> [GIVEN DATA]
- - - -
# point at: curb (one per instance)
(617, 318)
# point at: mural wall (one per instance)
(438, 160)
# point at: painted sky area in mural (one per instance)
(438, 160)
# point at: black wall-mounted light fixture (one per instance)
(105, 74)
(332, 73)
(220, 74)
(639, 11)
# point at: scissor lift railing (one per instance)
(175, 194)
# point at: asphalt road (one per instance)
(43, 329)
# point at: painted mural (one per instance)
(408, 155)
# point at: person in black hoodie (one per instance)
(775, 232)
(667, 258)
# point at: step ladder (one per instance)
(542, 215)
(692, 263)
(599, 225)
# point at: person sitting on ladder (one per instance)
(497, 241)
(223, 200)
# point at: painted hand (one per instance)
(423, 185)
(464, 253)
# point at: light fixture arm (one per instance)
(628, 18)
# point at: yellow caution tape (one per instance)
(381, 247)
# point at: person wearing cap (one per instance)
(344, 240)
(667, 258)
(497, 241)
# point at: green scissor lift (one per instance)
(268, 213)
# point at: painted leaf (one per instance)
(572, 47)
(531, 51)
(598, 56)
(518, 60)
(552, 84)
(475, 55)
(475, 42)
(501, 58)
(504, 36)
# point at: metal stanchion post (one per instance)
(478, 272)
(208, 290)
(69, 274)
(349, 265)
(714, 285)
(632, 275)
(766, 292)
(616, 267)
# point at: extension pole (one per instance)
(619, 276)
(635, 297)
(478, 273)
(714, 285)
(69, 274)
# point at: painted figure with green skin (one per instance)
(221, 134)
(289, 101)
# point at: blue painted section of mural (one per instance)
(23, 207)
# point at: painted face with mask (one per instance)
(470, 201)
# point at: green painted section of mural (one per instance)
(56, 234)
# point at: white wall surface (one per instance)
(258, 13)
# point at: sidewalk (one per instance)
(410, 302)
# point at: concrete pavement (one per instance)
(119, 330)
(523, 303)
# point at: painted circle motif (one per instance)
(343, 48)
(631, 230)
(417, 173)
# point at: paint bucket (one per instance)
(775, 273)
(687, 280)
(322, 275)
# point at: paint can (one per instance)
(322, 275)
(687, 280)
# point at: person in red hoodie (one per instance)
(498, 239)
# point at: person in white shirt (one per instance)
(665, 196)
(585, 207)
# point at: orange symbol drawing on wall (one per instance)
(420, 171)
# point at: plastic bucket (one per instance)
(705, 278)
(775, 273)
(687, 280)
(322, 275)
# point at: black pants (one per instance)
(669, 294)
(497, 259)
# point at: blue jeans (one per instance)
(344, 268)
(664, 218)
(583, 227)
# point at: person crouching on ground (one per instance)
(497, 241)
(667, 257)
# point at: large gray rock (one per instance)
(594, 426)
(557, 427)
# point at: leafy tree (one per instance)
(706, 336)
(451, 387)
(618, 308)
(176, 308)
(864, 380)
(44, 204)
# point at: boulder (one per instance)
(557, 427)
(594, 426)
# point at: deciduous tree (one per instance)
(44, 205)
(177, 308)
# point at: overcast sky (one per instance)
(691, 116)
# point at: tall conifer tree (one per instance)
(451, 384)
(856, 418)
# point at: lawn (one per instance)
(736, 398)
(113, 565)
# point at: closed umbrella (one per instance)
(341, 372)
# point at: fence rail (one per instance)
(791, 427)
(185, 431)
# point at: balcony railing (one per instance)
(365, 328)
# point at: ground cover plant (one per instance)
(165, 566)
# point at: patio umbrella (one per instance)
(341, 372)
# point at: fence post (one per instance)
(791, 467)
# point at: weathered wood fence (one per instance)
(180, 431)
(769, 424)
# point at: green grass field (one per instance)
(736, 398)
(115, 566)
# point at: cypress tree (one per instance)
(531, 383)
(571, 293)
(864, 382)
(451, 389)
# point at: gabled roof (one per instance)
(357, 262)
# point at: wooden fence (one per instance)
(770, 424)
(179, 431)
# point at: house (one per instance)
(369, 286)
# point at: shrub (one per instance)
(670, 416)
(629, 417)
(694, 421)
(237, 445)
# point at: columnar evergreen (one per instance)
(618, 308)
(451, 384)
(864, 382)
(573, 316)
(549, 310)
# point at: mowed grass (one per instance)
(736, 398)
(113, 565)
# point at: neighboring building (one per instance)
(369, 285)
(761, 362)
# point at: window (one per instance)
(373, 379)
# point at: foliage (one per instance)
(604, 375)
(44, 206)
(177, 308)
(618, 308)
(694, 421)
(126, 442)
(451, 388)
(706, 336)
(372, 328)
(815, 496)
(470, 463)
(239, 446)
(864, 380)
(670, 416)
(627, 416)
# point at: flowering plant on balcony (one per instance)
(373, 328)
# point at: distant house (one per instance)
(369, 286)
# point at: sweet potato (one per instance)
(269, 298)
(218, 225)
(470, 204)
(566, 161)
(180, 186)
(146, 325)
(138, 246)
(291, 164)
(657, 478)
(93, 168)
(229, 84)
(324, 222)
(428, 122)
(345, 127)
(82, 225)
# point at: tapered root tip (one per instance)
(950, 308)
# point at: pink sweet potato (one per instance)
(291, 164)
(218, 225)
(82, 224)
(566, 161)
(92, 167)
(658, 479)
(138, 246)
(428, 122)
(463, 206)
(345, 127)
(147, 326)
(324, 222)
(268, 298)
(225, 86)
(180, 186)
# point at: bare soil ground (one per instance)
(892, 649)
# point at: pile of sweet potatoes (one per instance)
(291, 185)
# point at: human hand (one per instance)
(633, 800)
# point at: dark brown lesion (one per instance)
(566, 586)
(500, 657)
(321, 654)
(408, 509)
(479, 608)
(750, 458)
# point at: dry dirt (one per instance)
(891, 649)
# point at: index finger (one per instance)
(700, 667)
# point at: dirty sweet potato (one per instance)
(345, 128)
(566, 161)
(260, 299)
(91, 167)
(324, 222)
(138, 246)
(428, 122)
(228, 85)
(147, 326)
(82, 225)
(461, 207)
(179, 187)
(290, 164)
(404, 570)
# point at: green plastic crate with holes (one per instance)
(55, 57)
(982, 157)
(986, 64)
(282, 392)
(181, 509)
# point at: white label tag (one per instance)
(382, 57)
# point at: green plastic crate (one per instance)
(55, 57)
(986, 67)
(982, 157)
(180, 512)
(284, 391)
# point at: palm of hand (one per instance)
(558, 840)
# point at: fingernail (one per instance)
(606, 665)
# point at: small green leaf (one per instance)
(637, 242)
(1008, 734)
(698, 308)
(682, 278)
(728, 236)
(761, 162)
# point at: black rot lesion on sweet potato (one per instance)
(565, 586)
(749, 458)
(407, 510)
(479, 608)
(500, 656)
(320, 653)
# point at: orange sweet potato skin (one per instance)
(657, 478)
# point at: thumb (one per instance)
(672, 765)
- - - -
> [EXERCISE DESCRIPTION]
Extract the whole listing, character for character.

> [THE REPLY]
# point at: curb (one per instance)
(617, 318)
# point at: mural wall (one per instance)
(438, 160)
# point at: painted sky area in mural (one per instance)
(438, 160)
# point at: black wall-mounted light fixture (one per instance)
(105, 74)
(332, 73)
(220, 74)
(639, 11)
# point at: scissor lift railing (one per instance)
(175, 194)
# point at: asphalt road (one per instance)
(43, 329)
# point at: painted mural (one per instance)
(408, 155)
# point at: person in black hoodie (one per instance)
(775, 232)
(667, 258)
# point at: step ladder (one per instance)
(542, 215)
(692, 263)
(599, 225)
# point at: person sitting on ladder (one per instance)
(497, 241)
(223, 200)
# point at: painted hand (one per instance)
(423, 185)
(464, 253)
# point at: light fixture arm (one per instance)
(628, 18)
# point at: yellow caution tape (one per instance)
(381, 247)
# point at: person wearing cap (one per instance)
(344, 240)
(667, 258)
(497, 241)
# point at: green scissor lift (one per instance)
(268, 213)
# point at: painted leaf (one per instance)
(572, 47)
(531, 51)
(598, 56)
(518, 60)
(552, 84)
(475, 55)
(475, 42)
(501, 58)
(504, 36)
# point at: metal stanchion post (one per instance)
(478, 272)
(208, 290)
(69, 274)
(349, 265)
(714, 285)
(632, 275)
(766, 292)
(616, 267)
# point at: extension pole (one per instance)
(619, 276)
(635, 297)
(478, 273)
(714, 285)
(69, 274)
# point at: painted figure with green skin (one per instance)
(221, 134)
(289, 101)
# point at: blue painted section of mural (one per instance)
(23, 207)
# point at: painted face with mask (one per instance)
(470, 201)
# point at: green painted section of mural (one per instance)
(56, 234)
# point at: white wall surface (one per instance)
(258, 13)
# point at: sidewalk (one per instance)
(410, 302)
# point at: concrete pavement (one per instance)
(119, 330)
(523, 303)
# point at: painted circle motif (one per instance)
(343, 48)
(631, 230)
(417, 173)
# point at: paint bucket (one per instance)
(775, 273)
(687, 280)
(322, 275)
# point at: paint can (one per instance)
(322, 275)
(687, 280)
# point at: person in red hoodie (one per instance)
(498, 239)
# point at: person in white shirt (one per instance)
(665, 196)
(585, 207)
# point at: orange symbol drawing on wall (one per instance)
(420, 171)
# point at: plastic bucket (one per instance)
(705, 278)
(775, 273)
(687, 280)
(322, 275)
# point at: black pants (one per instance)
(669, 294)
(497, 259)
# point at: blue jeans (one per instance)
(344, 268)
(664, 218)
(583, 227)
# point at: person crouching on ground (one per instance)
(497, 241)
(667, 257)
# point at: large gray rock (one per instance)
(594, 426)
(557, 427)
# point at: leafy tree (one per instance)
(706, 336)
(451, 387)
(618, 308)
(176, 308)
(864, 380)
(44, 204)
# point at: boulder (one per instance)
(557, 427)
(594, 426)
# point at: deciduous tree (one per instance)
(44, 205)
(177, 308)
# point at: overcast sky (one per instance)
(691, 116)
# point at: tall conifer tree (one per instance)
(451, 384)
(856, 418)
# point at: lawn (one per instance)
(736, 398)
(113, 565)
# point at: closed umbrella (one per instance)
(341, 372)
# point at: fence rail (one per instance)
(791, 427)
(185, 431)
# point at: balcony railing (one per instance)
(365, 328)
# point at: ground cover plant (one per instance)
(165, 566)
# point at: patio umbrella (one per instance)
(341, 372)
# point at: fence post (one per instance)
(791, 467)
# point at: weathered wood fence (one per instance)
(180, 431)
(769, 424)
# point at: green grass field (one per instance)
(736, 398)
(115, 566)
# point at: cypress tree (one per instance)
(531, 383)
(571, 293)
(864, 382)
(451, 389)
# point at: gabled roof (one per instance)
(357, 262)
# point at: wooden fence (one per instance)
(770, 424)
(179, 431)
# point at: house (one per instance)
(369, 286)
# point at: shrub (one per instance)
(670, 416)
(629, 417)
(694, 421)
(237, 445)
# point at: columnar evergreen (one per instance)
(618, 308)
(451, 384)
(864, 382)
(573, 316)
(549, 310)
# point at: mowed grass (one per instance)
(736, 398)
(113, 565)
# point at: neighboring building (one per instance)
(369, 285)
(761, 362)
# point at: window (one per instance)
(373, 379)
# point at: foliage (one per instance)
(604, 375)
(44, 206)
(177, 308)
(618, 308)
(694, 421)
(126, 442)
(451, 388)
(706, 336)
(372, 328)
(815, 496)
(470, 463)
(239, 446)
(864, 380)
(670, 416)
(627, 416)
# point at: flowering plant on balcony (one per instance)
(373, 328)
# point at: distant house (one per instance)
(369, 286)
# point at: sweet potato (one per instance)
(269, 298)
(218, 225)
(470, 204)
(566, 161)
(180, 186)
(146, 325)
(138, 246)
(291, 164)
(657, 478)
(93, 168)
(229, 84)
(324, 222)
(428, 122)
(345, 127)
(82, 225)
# point at: tapered root tip (one per instance)
(950, 308)
# point at: pink sweet potato (one per instance)
(291, 164)
(218, 225)
(82, 224)
(566, 161)
(92, 167)
(658, 479)
(138, 246)
(428, 122)
(463, 206)
(345, 127)
(147, 326)
(324, 222)
(268, 298)
(225, 86)
(180, 186)
# point at: bare soil ground (one per instance)
(892, 649)
# point at: pile of sweet potatoes (one per instance)
(291, 185)
# point at: human hand (one per instance)
(633, 800)
# point at: dark brown lesion (one per instance)
(566, 586)
(500, 657)
(321, 654)
(408, 509)
(479, 608)
(750, 458)
# point at: dry dirt (one per instance)
(891, 649)
# point at: index finger (one per instance)
(700, 667)
# point at: dirty sweet potato (one per instance)
(345, 128)
(566, 161)
(260, 299)
(91, 167)
(324, 222)
(138, 246)
(428, 122)
(228, 85)
(147, 326)
(82, 225)
(461, 207)
(179, 187)
(290, 164)
(404, 570)
# point at: green plastic crate with holes (one per instance)
(55, 57)
(982, 157)
(986, 64)
(282, 392)
(181, 509)
# point at: white label tag (one per instance)
(382, 57)
# point at: green plastic crate (one per instance)
(55, 57)
(986, 67)
(982, 157)
(180, 512)
(284, 391)
# point at: palm of hand (one per instance)
(558, 840)
# point at: fingernail (one per instance)
(606, 665)
# point at: small green leaf (one per instance)
(637, 242)
(1008, 734)
(698, 308)
(682, 278)
(728, 236)
(761, 162)
# point at: black rot lesion on sweet potato (one per instance)
(565, 586)
(749, 458)
(407, 510)
(479, 608)
(500, 656)
(320, 653)
# point at: orange sweet potato skin (one per instance)
(657, 478)
# point at: thumb (one per instance)
(672, 765)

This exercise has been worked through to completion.